Exercise instructions –
1. Answer these questions using the article on the Kauai crash.
(a) How many years of experience did Joe Sulak have as a pilot?
(b) According to the dispatcher, what were Sulak's last words over the radio?
(c) Where have all parts of the hydraulic system been moved?
2. Repeat word for word the part of the article on the Kauai crash that opens with the words containing "They also found" and closes with "the report indicated.".

Pilot knew of hydraulic problem
An early report on a Kauai crash points at two potential faults
LIHUE » Heli USA pilot Joe Sulak reported experiencing a worsening hydraulic problem before he crashed at Princeville Airport on March 8, a preliminary federal report said yesterday.
Sulak, a pilot with 30 years of experience, first told the dispatcher that he was experiencing "hydraulic problems" and then "hydraulic failure" and that he was going to try an emergency landing.
"OK, we're done," were his last words over the radio, the dispatcher told investigators.
Sulak, along with three others, died in the crash. Two others remain at the Queen's Medical Center.
The preliminary report, released yesterday by investigators from the National Transportation Safety Board, also pointed to two possible problems with the hydraulic system in the AS 350.
But the company's owner said it is too early to come to conclusions on the cause of the crash.
Investigators found that the hydraulic sight glass was broken and seeping. The sight glass allows the pilot or mechanics to look into the hydraulic fluid tank. The report did not say whether it was broken before or after impact. But it did say that the hydraulic reservoir was full at the time of examination.
They also found that one of the servos was still attached to the transmission but not to the rest of the hydraulic system. Servos are the portion of the hydraulic system that boosts the pilot's controls, using the power generated by the hydraulic pump, and connects to the controls of the rotor mechanisms.
A portion of the left lateral servo was not connected to the hydraulic system, but did not appear damaged by the crash, the report indicated.
The threads of the servo and on the transmission were not stripped, and the parts were able to rotate properly, the report continued.
The investigation continues, and all parts of the hydraulic system have been moved to laboratories to undergo further testing.
Nigel Turner, chief executive of Heli USA Airways, said the report "is too preliminary" to make a determination whether the two parts caused the crash.

Listed entries –
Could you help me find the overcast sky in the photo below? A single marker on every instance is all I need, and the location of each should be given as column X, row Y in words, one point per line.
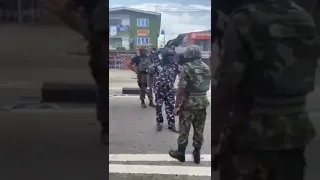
column 176, row 15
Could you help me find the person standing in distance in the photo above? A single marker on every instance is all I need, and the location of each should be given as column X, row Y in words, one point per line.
column 192, row 102
column 267, row 68
column 163, row 74
column 142, row 64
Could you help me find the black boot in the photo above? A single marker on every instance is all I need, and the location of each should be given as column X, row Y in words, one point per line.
column 179, row 154
column 151, row 104
column 159, row 127
column 172, row 127
column 143, row 104
column 196, row 155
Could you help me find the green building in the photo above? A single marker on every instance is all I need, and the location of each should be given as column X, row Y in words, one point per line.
column 130, row 28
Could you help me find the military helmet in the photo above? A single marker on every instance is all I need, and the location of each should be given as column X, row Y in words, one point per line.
column 167, row 52
column 192, row 51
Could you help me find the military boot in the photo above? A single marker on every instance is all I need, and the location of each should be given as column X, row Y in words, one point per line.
column 172, row 127
column 196, row 155
column 178, row 154
column 143, row 104
column 151, row 104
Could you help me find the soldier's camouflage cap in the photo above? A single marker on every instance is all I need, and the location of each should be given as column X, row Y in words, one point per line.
column 192, row 51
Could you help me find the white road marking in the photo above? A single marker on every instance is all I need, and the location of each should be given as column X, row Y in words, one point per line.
column 134, row 96
column 152, row 157
column 152, row 169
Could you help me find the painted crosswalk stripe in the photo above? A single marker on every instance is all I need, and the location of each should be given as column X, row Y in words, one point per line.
column 152, row 157
column 164, row 170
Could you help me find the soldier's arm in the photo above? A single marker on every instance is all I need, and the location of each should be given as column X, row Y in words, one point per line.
column 228, row 75
column 132, row 63
column 184, row 79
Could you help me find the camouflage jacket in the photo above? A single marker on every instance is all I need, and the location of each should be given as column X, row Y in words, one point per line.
column 189, row 78
column 243, row 38
column 164, row 76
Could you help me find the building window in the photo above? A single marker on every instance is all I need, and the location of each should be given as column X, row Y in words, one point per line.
column 142, row 22
column 143, row 40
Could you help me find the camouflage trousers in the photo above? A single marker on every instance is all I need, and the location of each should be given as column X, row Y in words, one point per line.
column 195, row 118
column 102, row 104
column 142, row 83
column 264, row 165
column 166, row 96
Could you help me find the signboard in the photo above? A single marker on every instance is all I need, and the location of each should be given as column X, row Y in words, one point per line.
column 143, row 32
column 205, row 54
column 201, row 35
column 123, row 28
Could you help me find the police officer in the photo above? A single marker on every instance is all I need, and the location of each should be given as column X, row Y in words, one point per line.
column 142, row 63
column 267, row 68
column 164, row 74
column 191, row 102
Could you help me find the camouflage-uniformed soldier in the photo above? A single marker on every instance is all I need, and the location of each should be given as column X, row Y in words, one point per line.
column 164, row 74
column 191, row 102
column 142, row 63
column 267, row 67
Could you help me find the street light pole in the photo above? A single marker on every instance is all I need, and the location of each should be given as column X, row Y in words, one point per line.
column 19, row 12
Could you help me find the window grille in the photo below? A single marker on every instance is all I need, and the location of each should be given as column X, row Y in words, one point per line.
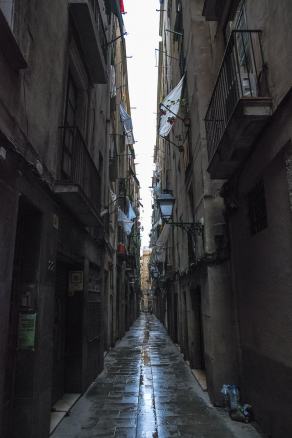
column 257, row 209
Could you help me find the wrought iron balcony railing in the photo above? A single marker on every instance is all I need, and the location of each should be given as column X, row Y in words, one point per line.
column 99, row 25
column 241, row 78
column 87, row 19
column 77, row 166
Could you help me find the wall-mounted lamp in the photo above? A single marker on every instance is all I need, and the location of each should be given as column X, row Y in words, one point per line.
column 115, row 39
column 174, row 32
column 166, row 202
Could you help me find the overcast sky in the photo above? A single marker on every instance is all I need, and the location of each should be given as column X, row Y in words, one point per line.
column 142, row 25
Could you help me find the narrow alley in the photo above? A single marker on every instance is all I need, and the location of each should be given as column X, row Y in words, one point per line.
column 147, row 390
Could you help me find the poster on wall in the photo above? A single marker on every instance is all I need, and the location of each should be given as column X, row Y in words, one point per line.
column 75, row 282
column 26, row 331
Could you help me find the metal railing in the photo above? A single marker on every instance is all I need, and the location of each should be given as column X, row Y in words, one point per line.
column 77, row 166
column 241, row 76
column 100, row 27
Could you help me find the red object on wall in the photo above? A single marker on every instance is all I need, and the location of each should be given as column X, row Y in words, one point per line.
column 122, row 6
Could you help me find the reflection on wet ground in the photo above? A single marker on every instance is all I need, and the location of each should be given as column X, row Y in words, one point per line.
column 146, row 391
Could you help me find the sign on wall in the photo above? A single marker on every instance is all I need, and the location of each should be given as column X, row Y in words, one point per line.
column 26, row 331
column 75, row 282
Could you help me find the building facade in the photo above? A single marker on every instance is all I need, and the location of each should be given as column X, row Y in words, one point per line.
column 222, row 285
column 58, row 251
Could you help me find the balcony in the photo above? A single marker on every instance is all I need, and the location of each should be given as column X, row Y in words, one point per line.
column 87, row 19
column 79, row 186
column 240, row 105
column 214, row 10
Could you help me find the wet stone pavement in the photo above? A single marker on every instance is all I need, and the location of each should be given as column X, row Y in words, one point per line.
column 147, row 390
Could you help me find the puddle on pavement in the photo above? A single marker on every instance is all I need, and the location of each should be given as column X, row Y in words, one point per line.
column 147, row 421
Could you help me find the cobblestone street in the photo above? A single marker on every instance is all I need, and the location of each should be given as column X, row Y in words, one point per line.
column 147, row 390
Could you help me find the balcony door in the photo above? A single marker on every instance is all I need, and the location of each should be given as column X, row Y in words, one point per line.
column 69, row 128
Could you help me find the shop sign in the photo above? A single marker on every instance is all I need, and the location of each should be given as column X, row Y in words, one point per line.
column 26, row 331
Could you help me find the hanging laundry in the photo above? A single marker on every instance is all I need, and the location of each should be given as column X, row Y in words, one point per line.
column 122, row 8
column 169, row 109
column 127, row 124
column 126, row 223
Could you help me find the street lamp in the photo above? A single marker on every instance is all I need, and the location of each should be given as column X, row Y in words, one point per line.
column 166, row 202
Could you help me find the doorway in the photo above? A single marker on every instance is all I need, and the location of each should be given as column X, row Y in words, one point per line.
column 67, row 331
column 19, row 352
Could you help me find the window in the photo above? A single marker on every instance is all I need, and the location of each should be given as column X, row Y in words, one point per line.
column 7, row 7
column 257, row 209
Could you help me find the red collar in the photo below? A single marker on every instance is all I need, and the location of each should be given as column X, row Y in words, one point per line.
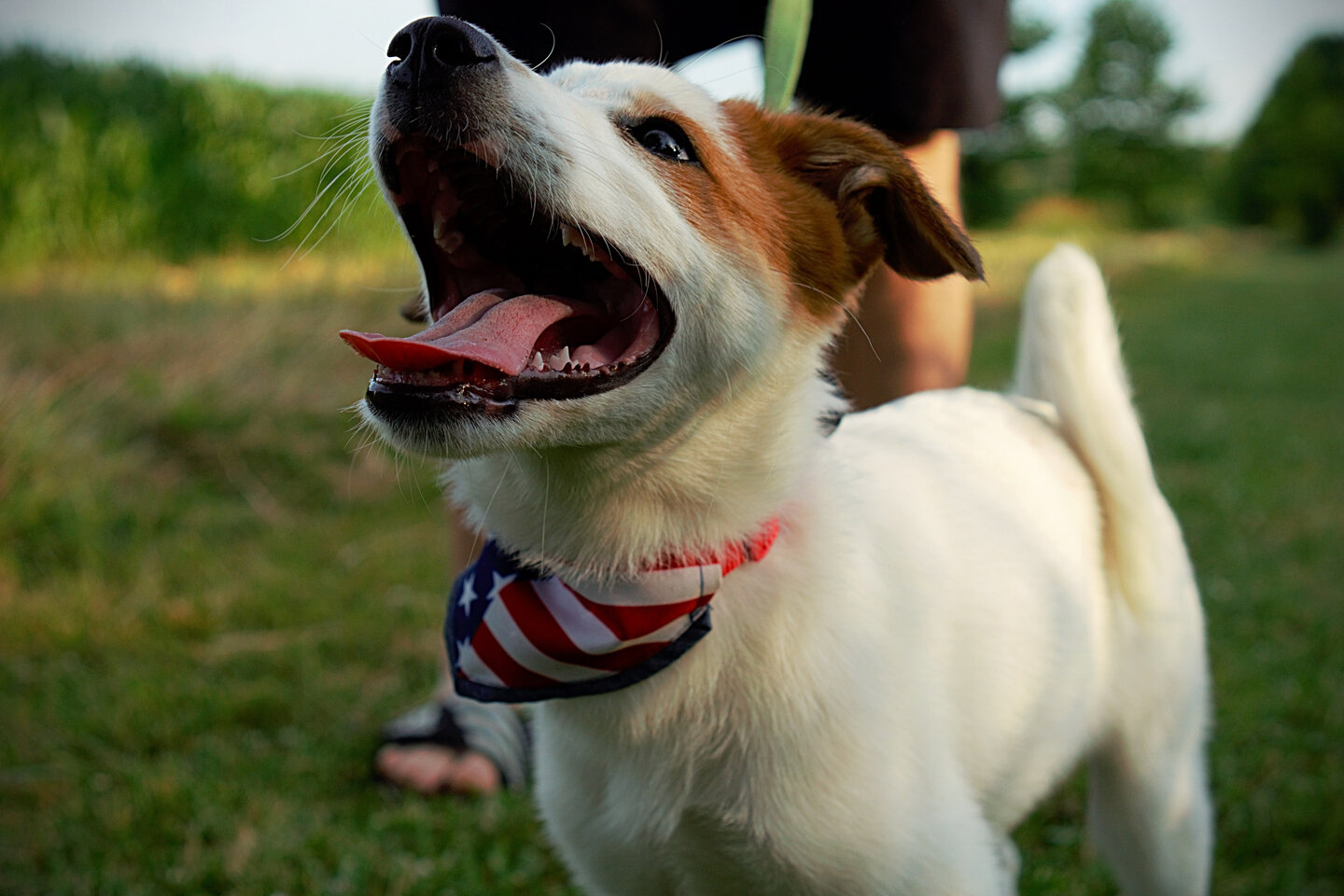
column 730, row 556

Answers per task –
1.
(a) 30 years.
(b) "OK, we're done."
(c) To laboratories, to undergo further testing.

2.
They also found that one of the servos was still attached to the transmission but not to the rest of the hydraulic system. Servos are the portion of the hydraulic system that boosts the pilot's controls, using the power generated by the hydraulic pump, and connects to the controls of the rotor mechanisms.
A portion of the left lateral servo was not connected to the hydraulic system, but did not appear damaged by the crash, the report indicated.